» **EXERCISE DETAILS**:
Retype all of the data without changing a single word.

» **MATERIAL FOR THE TASK**:

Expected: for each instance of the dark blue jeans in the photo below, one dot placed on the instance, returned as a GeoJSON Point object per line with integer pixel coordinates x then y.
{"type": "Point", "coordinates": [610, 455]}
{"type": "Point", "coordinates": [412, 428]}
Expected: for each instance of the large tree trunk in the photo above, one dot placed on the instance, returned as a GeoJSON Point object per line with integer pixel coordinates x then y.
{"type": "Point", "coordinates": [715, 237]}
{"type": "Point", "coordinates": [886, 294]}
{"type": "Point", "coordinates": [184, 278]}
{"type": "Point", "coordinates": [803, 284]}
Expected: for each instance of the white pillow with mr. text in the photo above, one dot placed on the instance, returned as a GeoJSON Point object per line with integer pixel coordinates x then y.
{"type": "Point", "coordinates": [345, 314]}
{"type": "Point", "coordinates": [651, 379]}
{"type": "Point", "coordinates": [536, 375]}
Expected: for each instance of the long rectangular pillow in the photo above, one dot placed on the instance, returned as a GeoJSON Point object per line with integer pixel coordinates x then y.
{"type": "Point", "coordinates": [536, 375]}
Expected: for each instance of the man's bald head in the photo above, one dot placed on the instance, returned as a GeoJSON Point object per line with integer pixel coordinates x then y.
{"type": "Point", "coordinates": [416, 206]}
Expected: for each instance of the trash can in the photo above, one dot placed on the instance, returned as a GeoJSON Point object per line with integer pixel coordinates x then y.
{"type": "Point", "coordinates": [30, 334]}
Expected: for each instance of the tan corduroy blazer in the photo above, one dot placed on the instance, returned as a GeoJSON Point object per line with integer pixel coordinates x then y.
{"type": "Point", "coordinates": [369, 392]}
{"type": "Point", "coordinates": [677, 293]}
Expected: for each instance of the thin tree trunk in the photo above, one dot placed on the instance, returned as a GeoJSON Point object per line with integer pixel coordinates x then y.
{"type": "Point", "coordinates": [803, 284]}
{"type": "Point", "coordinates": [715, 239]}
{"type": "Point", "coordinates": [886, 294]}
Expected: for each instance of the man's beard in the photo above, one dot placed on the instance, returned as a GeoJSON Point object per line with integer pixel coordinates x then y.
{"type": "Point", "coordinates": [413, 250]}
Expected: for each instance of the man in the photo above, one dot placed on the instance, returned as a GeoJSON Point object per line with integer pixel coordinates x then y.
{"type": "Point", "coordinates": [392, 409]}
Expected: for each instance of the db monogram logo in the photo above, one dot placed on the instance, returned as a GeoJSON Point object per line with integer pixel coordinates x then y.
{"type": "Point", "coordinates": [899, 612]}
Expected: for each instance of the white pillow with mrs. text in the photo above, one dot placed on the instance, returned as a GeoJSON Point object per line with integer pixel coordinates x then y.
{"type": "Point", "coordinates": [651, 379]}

» **EXERCISE SOLUTION**:
Expected: for each instance of the dark blue jeans in the photo below, one dot placed on the instance, returned as a GeoJSON Point object per line with integer pixel coordinates x then y.
{"type": "Point", "coordinates": [610, 455]}
{"type": "Point", "coordinates": [412, 428]}
Expected: for each instance of the large tree trunk in the photo above, one dot placed on the instance, returned as a GeoJSON Point object per line with integer pixel coordinates x then y.
{"type": "Point", "coordinates": [715, 237]}
{"type": "Point", "coordinates": [886, 294]}
{"type": "Point", "coordinates": [184, 278]}
{"type": "Point", "coordinates": [803, 284]}
Expected: for each instance of the white pillow with mr. text in the photo above, one dot placed on the instance, returned as a GeoJSON Point object per line with integer pixel coordinates x then y.
{"type": "Point", "coordinates": [345, 314]}
{"type": "Point", "coordinates": [651, 379]}
{"type": "Point", "coordinates": [536, 375]}
Expected: for each instance of the long rectangular pillow in the photo above, one dot placed on the instance, returned as a GeoJSON Point object per line with integer pixel coordinates x then y.
{"type": "Point", "coordinates": [536, 375]}
Expected: for each instance of the man's bald head in the photo above, one dot placed on the instance, returned as a GeoJSON Point object per line with integer pixel coordinates x then y.
{"type": "Point", "coordinates": [416, 206]}
Expected: for each instance of the trash can in the photo above, one dot placed on the instance, returned as a GeoJSON Point object per line with integer pixel coordinates x then y.
{"type": "Point", "coordinates": [30, 334]}
Expected: for each instance of the tan corduroy blazer in the photo above, one dot placed on the instance, returned as a GeoJSON Point object per line with integer pixel coordinates x then y.
{"type": "Point", "coordinates": [369, 392]}
{"type": "Point", "coordinates": [677, 293]}
Expected: for each instance of the thin tree trunk in the photo above, one dot placed on the instance, returned as a GeoJSON Point object per line with integer pixel coordinates x then y.
{"type": "Point", "coordinates": [803, 284]}
{"type": "Point", "coordinates": [715, 239]}
{"type": "Point", "coordinates": [886, 294]}
Expected: for each instance of the man's beard in the photo above, one dot placed on the instance, returned as a GeoJSON Point object per line with integer pixel coordinates x then y.
{"type": "Point", "coordinates": [413, 250]}
Expected: for each instance of the man in the photo above, one dot placed on the instance, returned as a GeoJSON Point object per line with integer pixel coordinates x then y.
{"type": "Point", "coordinates": [392, 409]}
Expected: for each instance of the db monogram logo in the photo above, one dot placed on the instance, returned as a GeoJSON Point object per line with integer pixel coordinates x then y.
{"type": "Point", "coordinates": [899, 612]}
Expected: for each instance of the white pillow with mrs. text in the photo above, one dot placed on the instance, returned as a GeoJSON Point object per line with integer pixel coordinates x then y.
{"type": "Point", "coordinates": [651, 379]}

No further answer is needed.